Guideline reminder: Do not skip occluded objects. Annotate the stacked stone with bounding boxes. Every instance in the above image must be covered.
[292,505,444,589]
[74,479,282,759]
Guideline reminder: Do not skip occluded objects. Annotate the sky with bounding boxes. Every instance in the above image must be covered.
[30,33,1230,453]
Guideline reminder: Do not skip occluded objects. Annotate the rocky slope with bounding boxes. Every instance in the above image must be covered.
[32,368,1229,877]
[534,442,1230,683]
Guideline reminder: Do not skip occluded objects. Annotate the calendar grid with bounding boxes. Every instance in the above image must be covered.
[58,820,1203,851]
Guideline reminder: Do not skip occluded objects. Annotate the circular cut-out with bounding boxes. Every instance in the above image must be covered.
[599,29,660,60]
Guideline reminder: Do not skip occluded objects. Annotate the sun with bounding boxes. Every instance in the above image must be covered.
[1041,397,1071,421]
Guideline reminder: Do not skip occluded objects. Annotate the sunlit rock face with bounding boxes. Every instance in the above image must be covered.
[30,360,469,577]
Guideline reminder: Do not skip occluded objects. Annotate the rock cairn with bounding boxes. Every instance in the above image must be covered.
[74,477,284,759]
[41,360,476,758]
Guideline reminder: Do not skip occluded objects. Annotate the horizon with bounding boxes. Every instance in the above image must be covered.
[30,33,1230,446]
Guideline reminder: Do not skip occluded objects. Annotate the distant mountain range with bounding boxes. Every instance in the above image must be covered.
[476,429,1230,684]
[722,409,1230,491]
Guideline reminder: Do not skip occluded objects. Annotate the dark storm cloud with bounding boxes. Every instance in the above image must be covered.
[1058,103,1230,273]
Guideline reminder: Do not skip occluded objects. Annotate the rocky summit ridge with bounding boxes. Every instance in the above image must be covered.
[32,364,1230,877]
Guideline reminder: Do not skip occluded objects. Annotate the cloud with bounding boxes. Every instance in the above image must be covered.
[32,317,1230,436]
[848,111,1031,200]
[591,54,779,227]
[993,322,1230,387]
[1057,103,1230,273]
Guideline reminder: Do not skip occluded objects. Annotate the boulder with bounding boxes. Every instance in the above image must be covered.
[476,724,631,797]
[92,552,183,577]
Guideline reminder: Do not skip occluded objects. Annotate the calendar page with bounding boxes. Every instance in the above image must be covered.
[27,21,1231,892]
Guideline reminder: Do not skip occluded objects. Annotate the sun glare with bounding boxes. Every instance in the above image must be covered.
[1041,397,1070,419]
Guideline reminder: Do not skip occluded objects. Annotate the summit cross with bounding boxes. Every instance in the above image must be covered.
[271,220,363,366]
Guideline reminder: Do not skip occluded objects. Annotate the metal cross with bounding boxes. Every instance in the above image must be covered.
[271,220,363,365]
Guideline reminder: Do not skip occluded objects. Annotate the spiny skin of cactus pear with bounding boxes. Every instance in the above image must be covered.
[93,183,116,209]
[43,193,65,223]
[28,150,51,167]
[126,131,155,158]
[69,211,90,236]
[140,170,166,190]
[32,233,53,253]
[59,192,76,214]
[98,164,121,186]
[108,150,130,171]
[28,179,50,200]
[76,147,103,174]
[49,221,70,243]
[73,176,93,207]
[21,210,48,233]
^^^^^^^^
Format all of the items above as a JSON list of strings, with one string for each line and any blank lines left out.

_Output of the task_:
[
  "Guideline reminder: Do not skip occluded objects. Annotate the stacked stone with bounding boxes. Every instance in the above image must be covered.",
  "[292,505,444,589]",
  "[74,479,282,759]",
  "Guideline reminder: Do not skip occluded objects. Annotate the sky with bounding boxes. Every instance in the above image must be covered.",
  "[30,33,1230,453]",
  "Guideline reminder: Do not skip occluded objects. Annotate the rocky slope with bounding boxes. Every instance in the above image must be covered.",
  "[32,368,1229,877]",
  "[534,442,1230,683]",
  "Guideline reminder: Do not skip occluded objects. Annotate the calendar grid with bounding boxes. Every instance in the above image must be covered.",
  "[58,820,1203,851]",
  "Guideline reminder: Do not skip occluded objects. Annotate the circular cut-out with bounding boxes. Every instance in the above image must be covered.",
  "[599,29,660,60]",
  "Guideline reminder: Do not skip occluded objects. Annotate the sun with bounding boxes. Every instance in the above image must be covered.",
  "[1041,397,1071,421]",
  "Guideline reminder: Do not skip occluded objects. Annotate the sunlit rock face with bounding boxes. Every instance in the above image must be covered.",
  "[30,360,469,577]",
  "Guideline reminder: Do not skip occluded objects. Annotate the rock cairn with bounding boxes. Every instance in the above image must be covered.",
  "[74,477,284,759]",
  "[41,360,476,758]",
  "Guideline reminder: Do not skip occluded objects. Annotate the horizon with bounding boxes. Every instance in the above image must be covered.",
  "[30,33,1230,446]",
  "Guideline reminder: Do not skip occluded objects. Annotate the distant mountain range with bounding boxes. Every instance in the above image must be covered.",
  "[476,429,1230,684]",
  "[722,409,1230,491]",
  "Guideline reminder: Do not skip occluded objects. Annotate the dark storm cloud with bounding boxes. Every instance in the above image must be covered.",
  "[1058,103,1230,273]",
  "Guideline reminder: Do not skip occluded objects. Annotate the rocky summit ridge with bounding boxes. Every instance in the above image must be covered.",
  "[32,364,1230,877]",
  "Guideline reminder: Do not skip occluded objects. Annotate the cloud with bounding boxes. Every instance in the above image must be covered.",
  "[32,317,1230,436]",
  "[848,111,1031,200]",
  "[591,54,779,227]",
  "[993,322,1230,387]",
  "[1057,103,1230,273]",
  "Guideline reminder: Do not skip occluded objects. Annotate the boulder with bounding boxes. Every instance in the above image must be covered.",
  "[476,724,631,797]",
  "[92,552,183,577]",
  "Guideline reminder: Do not skip occluded objects. Annotate the calendar page with bounding boxes. Every instance in the above image must be covered.",
  "[27,21,1231,892]",
  "Guideline reminder: Do not skip occluded objects. Annotate the sun glare with bounding boxes. Every instance in the above image must be covered.",
  "[1041,397,1070,419]",
  "Guideline reminder: Do not skip occluded objects. Annotate the summit cross with bounding boxes. Every instance in the above image must be covered.",
  "[271,220,363,366]",
  "Guideline reminder: Do not skip occluded objects. Annotate the metal cross with bounding boxes. Every instance in the above image must be covered.",
  "[271,220,363,365]",
  "Guideline reminder: Do not skip occluded objects. Annotate the spiny skin of cactus pear with bounding boxes. Every instance in the above image must be covered.",
  "[93,183,116,209]",
  "[43,193,65,223]",
  "[28,150,51,167]",
  "[126,131,155,158]",
  "[69,211,90,236]",
  "[140,170,166,190]",
  "[32,233,53,253]",
  "[59,192,76,214]",
  "[98,164,121,186]",
  "[108,150,130,171]",
  "[28,179,50,200]",
  "[76,147,103,174]",
  "[49,221,70,243]",
  "[73,176,93,207]",
  "[21,210,48,233]"
]